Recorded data
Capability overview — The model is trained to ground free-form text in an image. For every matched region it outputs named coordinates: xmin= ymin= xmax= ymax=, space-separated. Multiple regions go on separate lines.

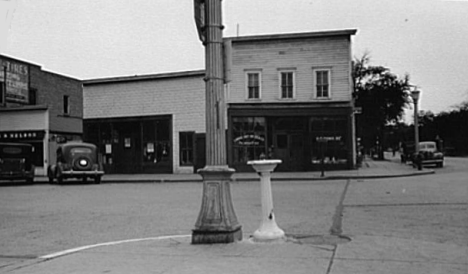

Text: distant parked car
xmin=413 ymin=141 xmax=444 ymax=168
xmin=48 ymin=142 xmax=104 ymax=184
xmin=400 ymin=141 xmax=415 ymax=163
xmin=0 ymin=142 xmax=35 ymax=184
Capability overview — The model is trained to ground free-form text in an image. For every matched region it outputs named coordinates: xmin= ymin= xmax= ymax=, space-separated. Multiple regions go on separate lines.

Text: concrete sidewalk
xmin=30 ymin=154 xmax=434 ymax=184
xmin=5 ymin=229 xmax=466 ymax=274
xmin=5 ymin=154 xmax=462 ymax=274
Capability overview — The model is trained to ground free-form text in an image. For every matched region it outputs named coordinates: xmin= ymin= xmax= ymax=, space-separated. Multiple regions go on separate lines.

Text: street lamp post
xmin=192 ymin=0 xmax=242 ymax=244
xmin=410 ymin=90 xmax=421 ymax=154
xmin=410 ymin=90 xmax=421 ymax=170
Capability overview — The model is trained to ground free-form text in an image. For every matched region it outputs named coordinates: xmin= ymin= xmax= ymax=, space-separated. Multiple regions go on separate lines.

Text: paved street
xmin=0 ymin=155 xmax=467 ymax=273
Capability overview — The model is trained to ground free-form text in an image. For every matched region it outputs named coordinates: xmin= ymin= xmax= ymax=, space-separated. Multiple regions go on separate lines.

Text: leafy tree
xmin=419 ymin=100 xmax=468 ymax=155
xmin=353 ymin=54 xmax=412 ymax=159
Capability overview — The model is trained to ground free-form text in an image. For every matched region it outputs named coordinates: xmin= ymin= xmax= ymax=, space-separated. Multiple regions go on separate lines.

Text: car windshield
xmin=419 ymin=143 xmax=436 ymax=151
xmin=70 ymin=147 xmax=93 ymax=155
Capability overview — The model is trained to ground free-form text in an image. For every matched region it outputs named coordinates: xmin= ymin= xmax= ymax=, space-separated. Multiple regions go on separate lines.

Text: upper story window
xmin=245 ymin=71 xmax=261 ymax=99
xmin=314 ymin=69 xmax=331 ymax=99
xmin=279 ymin=71 xmax=295 ymax=99
xmin=29 ymin=88 xmax=37 ymax=105
xmin=63 ymin=95 xmax=70 ymax=115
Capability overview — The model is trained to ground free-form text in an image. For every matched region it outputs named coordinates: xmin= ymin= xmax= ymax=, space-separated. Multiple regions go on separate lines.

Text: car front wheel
xmin=94 ymin=176 xmax=101 ymax=184
xmin=56 ymin=168 xmax=63 ymax=184
xmin=47 ymin=167 xmax=54 ymax=184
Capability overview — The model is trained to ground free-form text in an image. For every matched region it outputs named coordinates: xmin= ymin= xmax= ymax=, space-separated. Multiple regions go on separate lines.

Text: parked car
xmin=400 ymin=141 xmax=415 ymax=163
xmin=48 ymin=142 xmax=104 ymax=184
xmin=413 ymin=141 xmax=444 ymax=168
xmin=0 ymin=142 xmax=35 ymax=184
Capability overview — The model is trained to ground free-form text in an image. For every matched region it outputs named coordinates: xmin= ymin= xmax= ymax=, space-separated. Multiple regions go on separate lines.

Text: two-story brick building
xmin=0 ymin=55 xmax=83 ymax=175
xmin=83 ymin=29 xmax=357 ymax=174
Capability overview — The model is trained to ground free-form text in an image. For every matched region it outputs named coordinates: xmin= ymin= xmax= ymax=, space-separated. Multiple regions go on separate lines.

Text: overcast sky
xmin=1 ymin=0 xmax=468 ymax=118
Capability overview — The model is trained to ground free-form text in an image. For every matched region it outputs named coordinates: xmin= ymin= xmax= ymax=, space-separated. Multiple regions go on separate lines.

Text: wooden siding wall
xmin=228 ymin=36 xmax=352 ymax=103
xmin=83 ymin=75 xmax=206 ymax=173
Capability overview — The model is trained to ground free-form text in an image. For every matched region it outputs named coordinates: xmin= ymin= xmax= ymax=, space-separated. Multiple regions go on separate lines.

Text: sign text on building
xmin=1 ymin=59 xmax=30 ymax=104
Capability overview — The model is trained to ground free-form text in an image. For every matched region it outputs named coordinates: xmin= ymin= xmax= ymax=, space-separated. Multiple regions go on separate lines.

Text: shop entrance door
xmin=274 ymin=133 xmax=305 ymax=171
xmin=114 ymin=122 xmax=141 ymax=173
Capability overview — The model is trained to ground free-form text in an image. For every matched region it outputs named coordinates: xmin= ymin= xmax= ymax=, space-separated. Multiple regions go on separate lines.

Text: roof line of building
xmin=83 ymin=28 xmax=357 ymax=85
xmin=226 ymin=29 xmax=358 ymax=43
xmin=0 ymin=54 xmax=42 ymax=68
xmin=83 ymin=69 xmax=205 ymax=85
xmin=1 ymin=54 xmax=81 ymax=81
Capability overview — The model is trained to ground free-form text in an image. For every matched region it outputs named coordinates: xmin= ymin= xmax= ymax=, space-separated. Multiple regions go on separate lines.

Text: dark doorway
xmin=272 ymin=117 xmax=307 ymax=171
xmin=274 ymin=132 xmax=305 ymax=171
xmin=194 ymin=133 xmax=206 ymax=172
xmin=114 ymin=122 xmax=141 ymax=173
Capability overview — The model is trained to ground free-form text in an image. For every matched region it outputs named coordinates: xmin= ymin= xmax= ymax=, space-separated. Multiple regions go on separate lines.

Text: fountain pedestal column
xmin=247 ymin=160 xmax=285 ymax=241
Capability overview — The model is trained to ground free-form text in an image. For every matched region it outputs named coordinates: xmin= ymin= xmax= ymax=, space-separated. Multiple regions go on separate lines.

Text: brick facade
xmin=0 ymin=55 xmax=83 ymax=175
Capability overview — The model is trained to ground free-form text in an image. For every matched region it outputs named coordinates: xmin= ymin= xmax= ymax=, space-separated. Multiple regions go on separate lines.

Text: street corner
xmin=3 ymin=234 xmax=339 ymax=274
xmin=330 ymin=235 xmax=468 ymax=274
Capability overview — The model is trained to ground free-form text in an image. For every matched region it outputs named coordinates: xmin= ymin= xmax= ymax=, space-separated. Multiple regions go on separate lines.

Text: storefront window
xmin=232 ymin=117 xmax=266 ymax=163
xmin=310 ymin=117 xmax=348 ymax=166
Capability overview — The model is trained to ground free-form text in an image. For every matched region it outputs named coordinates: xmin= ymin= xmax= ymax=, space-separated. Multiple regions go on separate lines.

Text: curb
xmin=2 ymin=169 xmax=435 ymax=185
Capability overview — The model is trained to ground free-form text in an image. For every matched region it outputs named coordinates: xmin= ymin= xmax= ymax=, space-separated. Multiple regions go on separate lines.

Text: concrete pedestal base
xmin=192 ymin=166 xmax=242 ymax=244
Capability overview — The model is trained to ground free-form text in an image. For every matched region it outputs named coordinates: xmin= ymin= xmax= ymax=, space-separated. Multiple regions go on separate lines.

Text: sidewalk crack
xmin=330 ymin=179 xmax=351 ymax=235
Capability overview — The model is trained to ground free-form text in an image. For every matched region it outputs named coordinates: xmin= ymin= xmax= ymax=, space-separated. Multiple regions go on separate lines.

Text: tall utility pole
xmin=192 ymin=0 xmax=242 ymax=244
xmin=411 ymin=90 xmax=421 ymax=153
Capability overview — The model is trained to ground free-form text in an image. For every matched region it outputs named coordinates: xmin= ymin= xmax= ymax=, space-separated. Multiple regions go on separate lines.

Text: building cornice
xmin=83 ymin=70 xmax=205 ymax=86
xmin=227 ymin=29 xmax=358 ymax=43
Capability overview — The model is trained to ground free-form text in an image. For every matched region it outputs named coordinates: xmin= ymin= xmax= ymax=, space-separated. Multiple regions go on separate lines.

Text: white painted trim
xmin=278 ymin=70 xmax=296 ymax=100
xmin=244 ymin=70 xmax=262 ymax=100
xmin=312 ymin=68 xmax=332 ymax=100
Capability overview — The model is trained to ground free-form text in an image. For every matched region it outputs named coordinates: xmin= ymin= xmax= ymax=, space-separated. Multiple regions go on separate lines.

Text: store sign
xmin=316 ymin=136 xmax=342 ymax=142
xmin=0 ymin=59 xmax=29 ymax=104
xmin=234 ymin=135 xmax=265 ymax=146
xmin=0 ymin=131 xmax=44 ymax=140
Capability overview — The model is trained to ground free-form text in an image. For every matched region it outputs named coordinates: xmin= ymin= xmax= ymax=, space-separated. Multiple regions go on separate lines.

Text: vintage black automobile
xmin=48 ymin=142 xmax=104 ymax=184
xmin=0 ymin=142 xmax=35 ymax=184
xmin=414 ymin=141 xmax=444 ymax=168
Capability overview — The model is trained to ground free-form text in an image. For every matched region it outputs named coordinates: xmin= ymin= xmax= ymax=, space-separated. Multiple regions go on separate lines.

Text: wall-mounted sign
xmin=105 ymin=144 xmax=112 ymax=154
xmin=0 ymin=131 xmax=44 ymax=140
xmin=316 ymin=136 xmax=342 ymax=142
xmin=0 ymin=59 xmax=29 ymax=104
xmin=124 ymin=138 xmax=131 ymax=148
xmin=234 ymin=135 xmax=265 ymax=146
xmin=147 ymin=143 xmax=154 ymax=153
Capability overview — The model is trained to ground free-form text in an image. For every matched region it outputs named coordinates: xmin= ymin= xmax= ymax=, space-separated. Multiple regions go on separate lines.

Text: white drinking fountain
xmin=247 ymin=159 xmax=285 ymax=241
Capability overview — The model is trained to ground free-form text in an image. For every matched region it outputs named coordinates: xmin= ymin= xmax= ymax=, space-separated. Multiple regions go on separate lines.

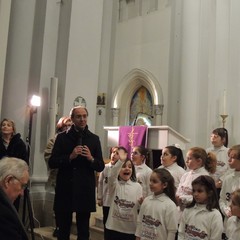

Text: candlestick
xmin=220 ymin=114 xmax=228 ymax=128
xmin=223 ymin=90 xmax=226 ymax=114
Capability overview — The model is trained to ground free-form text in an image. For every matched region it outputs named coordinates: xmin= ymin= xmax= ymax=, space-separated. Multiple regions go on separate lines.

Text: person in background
xmin=49 ymin=106 xmax=105 ymax=240
xmin=97 ymin=146 xmax=128 ymax=240
xmin=44 ymin=116 xmax=72 ymax=237
xmin=206 ymin=128 xmax=230 ymax=194
xmin=178 ymin=175 xmax=223 ymax=239
xmin=135 ymin=168 xmax=178 ymax=240
xmin=159 ymin=145 xmax=186 ymax=188
xmin=131 ymin=145 xmax=152 ymax=199
xmin=0 ymin=118 xmax=28 ymax=211
xmin=105 ymin=148 xmax=142 ymax=240
xmin=0 ymin=157 xmax=29 ymax=240
xmin=219 ymin=145 xmax=240 ymax=231
xmin=225 ymin=188 xmax=240 ymax=239
xmin=176 ymin=147 xmax=217 ymax=212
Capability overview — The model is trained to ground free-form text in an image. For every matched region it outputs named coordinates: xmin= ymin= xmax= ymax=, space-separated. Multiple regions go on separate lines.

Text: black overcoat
xmin=0 ymin=133 xmax=28 ymax=162
xmin=48 ymin=125 xmax=104 ymax=212
xmin=0 ymin=188 xmax=29 ymax=240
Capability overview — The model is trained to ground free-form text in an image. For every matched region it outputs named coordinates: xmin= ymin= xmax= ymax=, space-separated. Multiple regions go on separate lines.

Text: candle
xmin=223 ymin=90 xmax=226 ymax=114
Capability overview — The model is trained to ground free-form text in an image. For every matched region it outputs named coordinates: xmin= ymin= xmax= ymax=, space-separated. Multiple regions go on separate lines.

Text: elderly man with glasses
xmin=0 ymin=157 xmax=29 ymax=239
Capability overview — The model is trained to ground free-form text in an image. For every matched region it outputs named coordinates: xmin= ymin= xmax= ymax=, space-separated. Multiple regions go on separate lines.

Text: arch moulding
xmin=111 ymin=68 xmax=164 ymax=125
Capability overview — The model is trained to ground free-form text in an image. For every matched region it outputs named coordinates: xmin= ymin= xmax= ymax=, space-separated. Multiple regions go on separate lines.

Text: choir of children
xmin=97 ymin=140 xmax=240 ymax=240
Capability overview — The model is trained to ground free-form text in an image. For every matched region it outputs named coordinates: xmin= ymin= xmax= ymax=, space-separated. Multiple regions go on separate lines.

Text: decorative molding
xmin=154 ymin=104 xmax=164 ymax=115
xmin=111 ymin=108 xmax=120 ymax=118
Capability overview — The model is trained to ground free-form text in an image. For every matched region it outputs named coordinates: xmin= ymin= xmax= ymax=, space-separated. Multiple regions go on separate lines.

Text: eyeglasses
xmin=12 ymin=176 xmax=28 ymax=190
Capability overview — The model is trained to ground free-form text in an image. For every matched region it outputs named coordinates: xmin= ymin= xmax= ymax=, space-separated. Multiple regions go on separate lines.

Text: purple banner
xmin=119 ymin=126 xmax=148 ymax=158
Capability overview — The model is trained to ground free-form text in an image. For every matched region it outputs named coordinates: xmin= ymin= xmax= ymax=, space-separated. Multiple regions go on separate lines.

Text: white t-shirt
xmin=97 ymin=162 xmax=114 ymax=207
xmin=176 ymin=167 xmax=209 ymax=205
xmin=226 ymin=216 xmax=240 ymax=240
xmin=135 ymin=163 xmax=152 ymax=197
xmin=135 ymin=193 xmax=178 ymax=240
xmin=159 ymin=162 xmax=186 ymax=188
xmin=219 ymin=171 xmax=240 ymax=217
xmin=106 ymin=160 xmax=143 ymax=234
xmin=206 ymin=145 xmax=229 ymax=181
xmin=178 ymin=204 xmax=223 ymax=240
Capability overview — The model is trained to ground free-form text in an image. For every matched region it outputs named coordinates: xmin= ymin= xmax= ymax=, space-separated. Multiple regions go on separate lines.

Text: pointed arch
xmin=111 ymin=68 xmax=163 ymax=125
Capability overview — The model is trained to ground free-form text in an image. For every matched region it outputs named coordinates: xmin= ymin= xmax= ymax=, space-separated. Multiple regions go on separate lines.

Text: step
xmin=33 ymin=226 xmax=77 ymax=240
xmin=33 ymin=225 xmax=103 ymax=240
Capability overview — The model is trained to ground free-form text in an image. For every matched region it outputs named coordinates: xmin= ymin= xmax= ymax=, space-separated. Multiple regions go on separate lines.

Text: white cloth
xmin=135 ymin=163 xmax=152 ymax=197
xmin=178 ymin=204 xmax=223 ymax=240
xmin=97 ymin=162 xmax=114 ymax=206
xmin=176 ymin=167 xmax=209 ymax=205
xmin=225 ymin=216 xmax=240 ymax=240
xmin=219 ymin=171 xmax=240 ymax=217
xmin=158 ymin=162 xmax=186 ymax=188
xmin=135 ymin=193 xmax=178 ymax=240
xmin=206 ymin=145 xmax=230 ymax=181
xmin=106 ymin=160 xmax=143 ymax=234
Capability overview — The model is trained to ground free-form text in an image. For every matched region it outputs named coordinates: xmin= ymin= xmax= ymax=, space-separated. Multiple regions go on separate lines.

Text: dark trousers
xmin=56 ymin=211 xmax=90 ymax=240
xmin=102 ymin=206 xmax=110 ymax=240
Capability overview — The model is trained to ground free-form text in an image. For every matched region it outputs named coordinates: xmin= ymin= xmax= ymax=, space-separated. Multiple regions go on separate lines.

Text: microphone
xmin=77 ymin=129 xmax=83 ymax=145
xmin=132 ymin=112 xmax=154 ymax=126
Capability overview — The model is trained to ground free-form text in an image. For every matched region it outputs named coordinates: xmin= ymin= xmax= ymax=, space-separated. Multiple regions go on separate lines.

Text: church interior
xmin=0 ymin=0 xmax=239 ymax=239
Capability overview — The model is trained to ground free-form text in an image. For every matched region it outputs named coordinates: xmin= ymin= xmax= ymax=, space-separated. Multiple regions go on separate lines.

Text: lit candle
xmin=223 ymin=90 xmax=226 ymax=114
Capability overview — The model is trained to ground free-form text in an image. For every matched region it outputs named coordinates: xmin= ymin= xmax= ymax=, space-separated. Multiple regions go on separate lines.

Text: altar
xmin=104 ymin=126 xmax=190 ymax=168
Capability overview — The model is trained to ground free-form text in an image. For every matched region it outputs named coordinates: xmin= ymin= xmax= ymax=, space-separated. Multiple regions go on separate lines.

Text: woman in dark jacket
xmin=0 ymin=118 xmax=28 ymax=211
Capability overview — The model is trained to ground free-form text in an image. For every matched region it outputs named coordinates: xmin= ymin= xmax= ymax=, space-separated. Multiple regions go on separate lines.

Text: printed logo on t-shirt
xmin=185 ymin=224 xmax=208 ymax=239
xmin=112 ymin=196 xmax=135 ymax=222
xmin=142 ymin=215 xmax=161 ymax=227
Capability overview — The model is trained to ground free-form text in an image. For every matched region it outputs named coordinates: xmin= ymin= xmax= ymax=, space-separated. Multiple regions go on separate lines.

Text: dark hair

* **THE TASK**
Copy exactly the line that contains "Text: church interior" and every line after it through the end of the entries, with nothing added.

* **YOUR RESPONSE**
Text: church interior
xmin=0 ymin=0 xmax=239 ymax=239
Capability overview — The model is trained to ground free-form text in an image. For every matched region it outputs named coordinates: xmin= ymin= xmax= ymax=, space-separated. Multiple regions go on separate lines.

Text: lit candle
xmin=223 ymin=90 xmax=226 ymax=114
Capability overview — The model is trained to ground free-form text in an image. For every matched region it outputs named coordinates: xmin= ymin= xmax= ymax=, space-separated. Multiple regions go on separate lines.

Text: altar
xmin=104 ymin=126 xmax=190 ymax=168
Capability overview — The model is trained to ground free-form text in an image. For every matched region it outputs named coordinates: xmin= ymin= xmax= ymax=, space-separated. Multiple regions go on separate lines.

Text: woman in dark jacket
xmin=0 ymin=118 xmax=28 ymax=211
Capability overview — The model is trained to ground free-form text in an image. For every matched region it outputs named coordinates: xmin= ymin= xmax= ymax=, space-separated. Multiple regions go on separate lines.

Text: printed logo on t-shirt
xmin=185 ymin=224 xmax=208 ymax=239
xmin=112 ymin=196 xmax=135 ymax=222
xmin=142 ymin=215 xmax=161 ymax=227
Capability overview — The model is trained to ground free-form text in an image. For every matched region it outputs named coordinates: xmin= ymin= xmax= ymax=, space-separated. Multiple regions go on separate lines.

Text: dark hair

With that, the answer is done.